• _Task brief_: Put each line of the material below into a JSON list of strings, one string per line, skipping any blank lines.

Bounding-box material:
══════
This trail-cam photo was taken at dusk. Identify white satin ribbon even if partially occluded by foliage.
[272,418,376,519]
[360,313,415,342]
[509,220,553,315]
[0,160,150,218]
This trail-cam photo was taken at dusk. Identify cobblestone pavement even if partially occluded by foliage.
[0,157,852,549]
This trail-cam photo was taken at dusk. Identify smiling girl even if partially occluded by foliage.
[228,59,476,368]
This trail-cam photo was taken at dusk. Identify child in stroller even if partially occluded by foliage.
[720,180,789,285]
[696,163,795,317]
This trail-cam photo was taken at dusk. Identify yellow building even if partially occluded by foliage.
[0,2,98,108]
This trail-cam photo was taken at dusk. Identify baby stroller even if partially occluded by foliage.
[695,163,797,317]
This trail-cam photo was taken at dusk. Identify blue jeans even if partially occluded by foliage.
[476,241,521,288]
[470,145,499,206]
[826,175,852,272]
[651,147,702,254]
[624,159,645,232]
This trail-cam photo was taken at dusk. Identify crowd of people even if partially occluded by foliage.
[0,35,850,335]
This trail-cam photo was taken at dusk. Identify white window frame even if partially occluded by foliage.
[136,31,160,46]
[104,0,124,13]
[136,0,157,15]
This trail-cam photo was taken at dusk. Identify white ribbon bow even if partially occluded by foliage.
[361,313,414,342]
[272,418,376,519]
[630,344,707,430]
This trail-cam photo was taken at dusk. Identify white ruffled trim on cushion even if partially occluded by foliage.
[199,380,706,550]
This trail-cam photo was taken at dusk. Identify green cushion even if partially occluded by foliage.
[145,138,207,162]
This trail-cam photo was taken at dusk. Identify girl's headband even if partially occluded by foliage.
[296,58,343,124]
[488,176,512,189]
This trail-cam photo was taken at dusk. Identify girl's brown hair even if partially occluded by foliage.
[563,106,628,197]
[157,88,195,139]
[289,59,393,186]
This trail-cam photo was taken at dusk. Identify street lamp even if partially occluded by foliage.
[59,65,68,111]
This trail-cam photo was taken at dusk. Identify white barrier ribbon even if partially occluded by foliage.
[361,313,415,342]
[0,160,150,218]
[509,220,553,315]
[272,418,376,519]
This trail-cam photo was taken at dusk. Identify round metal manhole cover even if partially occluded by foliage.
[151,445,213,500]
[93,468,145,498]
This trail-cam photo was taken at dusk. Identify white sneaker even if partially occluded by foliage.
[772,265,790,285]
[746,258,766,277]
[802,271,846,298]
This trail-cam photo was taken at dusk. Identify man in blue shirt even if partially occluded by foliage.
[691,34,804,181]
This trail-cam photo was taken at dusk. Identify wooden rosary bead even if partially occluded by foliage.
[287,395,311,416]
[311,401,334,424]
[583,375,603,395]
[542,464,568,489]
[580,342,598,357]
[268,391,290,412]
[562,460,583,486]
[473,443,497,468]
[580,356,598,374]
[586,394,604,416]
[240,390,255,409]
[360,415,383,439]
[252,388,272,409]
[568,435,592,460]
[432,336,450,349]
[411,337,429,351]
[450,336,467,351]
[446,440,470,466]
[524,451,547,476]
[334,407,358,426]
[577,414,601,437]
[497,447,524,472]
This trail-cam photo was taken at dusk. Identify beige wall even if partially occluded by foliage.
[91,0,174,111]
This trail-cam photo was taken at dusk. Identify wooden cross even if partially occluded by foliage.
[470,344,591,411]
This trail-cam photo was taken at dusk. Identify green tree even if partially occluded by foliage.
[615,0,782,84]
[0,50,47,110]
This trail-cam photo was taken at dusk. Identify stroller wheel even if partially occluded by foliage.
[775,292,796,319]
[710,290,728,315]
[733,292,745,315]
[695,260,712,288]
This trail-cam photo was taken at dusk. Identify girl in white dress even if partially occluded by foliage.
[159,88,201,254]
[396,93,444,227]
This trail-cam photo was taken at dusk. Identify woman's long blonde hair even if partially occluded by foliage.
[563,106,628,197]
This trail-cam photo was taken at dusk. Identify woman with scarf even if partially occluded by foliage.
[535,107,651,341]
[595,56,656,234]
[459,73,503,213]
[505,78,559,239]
══════
• _Full solution_:
[
  "This trail-cam photo was taken at dusk. Identify white satin ribbon even if partially occluded by foliage.",
  "[272,418,376,519]",
  "[360,313,415,342]",
  "[509,220,553,315]",
  "[0,160,150,218]",
  "This trail-cam photo was taken at dusk. Identify cobblestone pavement even if partially occluded by foliage.",
  "[0,157,852,549]",
  "This trail-cam photo was taken at dusk. Identify smiling girl even if partially occluded by foliage.",
  "[228,59,476,368]",
  "This trail-cam photo was taken at dusk. Identify child in stroller even if partially occluded by foliage.",
  "[720,180,789,285]",
  "[696,163,795,317]",
  "This trail-cam photo was taken at dusk. Identify yellow building even if partially occluded by foliage.",
  "[0,2,98,108]",
  "This trail-cam photo was taken at dusk. Identify baby stroller even if partially occluded by foliage.",
  "[695,163,797,317]",
  "This trail-cam photo was taken at dusk. Identify blue jeans even if partially occluded by foliage.",
  "[476,241,521,288]",
  "[470,145,499,206]",
  "[826,175,852,272]",
  "[651,147,702,254]",
  "[624,159,645,232]",
  "This trail-cam photo was taken at dusk. Identify crowd of people even if partially occluded by foliage.",
  "[0,35,850,335]",
  "This trail-cam photo was taken at dusk. Identify white window frame even if partially occluded by foliage.",
  "[136,31,160,46]",
  "[104,0,124,13]",
  "[136,0,157,15]",
  "This trail-cam photo was taken at dusk. Identify white ribbon bow even if partially occluded by foliage.",
  "[361,313,414,342]",
  "[272,418,376,519]",
  "[630,344,707,430]",
  "This trail-cam photo was taken at dusk. Identify white ruffled trim on cushion even if partially occluded by foliage.",
  "[199,380,706,550]",
  "This trail-cam photo was taken at dusk. Identify green cushion even if partially occluded by foliage.",
  "[145,138,207,162]",
  "This trail-cam photo was taken at dusk. Identify girl's headband even if partially occluded by foliage.",
  "[296,58,343,124]",
  "[488,176,512,189]",
  "This trail-cam photo was taken at dusk. Identify girl's brown hair even if partially occluded by foliage.",
  "[563,106,628,197]",
  "[157,88,195,139]",
  "[289,59,393,186]",
  "This trail-cam photo was taken at dusk. Identify street lamp even if partially occluded by foliage.",
  "[59,65,68,111]",
  "This trail-cam photo was taken at dusk. Identify white barrier ribbon even if partially occluded by foliage.",
  "[361,313,415,342]",
  "[0,160,150,218]",
  "[509,220,553,315]",
  "[272,418,376,519]",
  "This trail-cam photo was taken at dusk. Identify round metal manhole cover even if partially occluded by foliage.",
  "[151,445,213,500]",
  "[93,468,145,498]",
  "This trail-cam photo was taken at dusk. Identify white sneaker even if partially occluded by foliage.",
  "[772,265,790,285]",
  "[746,258,766,277]",
  "[802,271,846,298]",
  "This trail-cam photo was taken at dusk. Identify man in blue shirt even if partially occluded by foliage.",
  "[691,34,804,181]",
  "This trail-cam photo was taken at dusk. Identify wooden rosary bead even if partially occluded by foliage.",
  "[287,395,311,416]",
  "[311,401,334,424]",
  "[583,375,603,395]",
  "[542,464,568,489]",
  "[580,342,598,357]",
  "[268,391,290,412]",
  "[562,460,583,486]",
  "[473,443,497,468]",
  "[580,356,598,374]",
  "[586,394,604,416]",
  "[240,390,255,409]",
  "[360,415,383,439]",
  "[252,388,272,409]",
  "[568,435,592,460]",
  "[432,336,450,349]",
  "[411,337,429,351]",
  "[450,336,467,351]",
  "[446,440,470,466]",
  "[524,451,547,476]",
  "[334,407,358,426]",
  "[577,414,601,437]",
  "[497,447,524,472]",
  "This trail-cam photo was taken at dusk. Identify beige wall even if partially occluded by foliage.",
  "[91,0,174,111]",
  "This trail-cam photo was taken at dusk. Identify wooden cross even if partially occluded by foliage.",
  "[470,344,591,411]",
  "This trail-cam photo was taken at dusk. Identify green tree even if partially occluded by foliage.",
  "[615,0,782,84]",
  "[0,50,47,110]",
  "This trail-cam photo was taken at dusk. Identify stroller wheel even if partially occluded by foliage.",
  "[775,292,796,319]",
  "[710,290,728,315]",
  "[733,292,745,315]",
  "[695,260,712,288]",
  "This trail-cam photo was taken at dusk. Identify girl in white dress even if partially occluded by foliage.",
  "[159,88,201,254]",
  "[396,93,444,227]",
  "This trail-cam photo was taken at dusk. Identify woman's long blonde hair even if partially occluded by foliage.",
  "[563,106,628,197]",
  "This trail-cam photo was taken at dusk. Identify woman with scarf even if partially occluded by foliage.",
  "[535,107,651,341]",
  "[595,56,656,234]",
  "[459,73,503,213]",
  "[505,78,559,239]"
]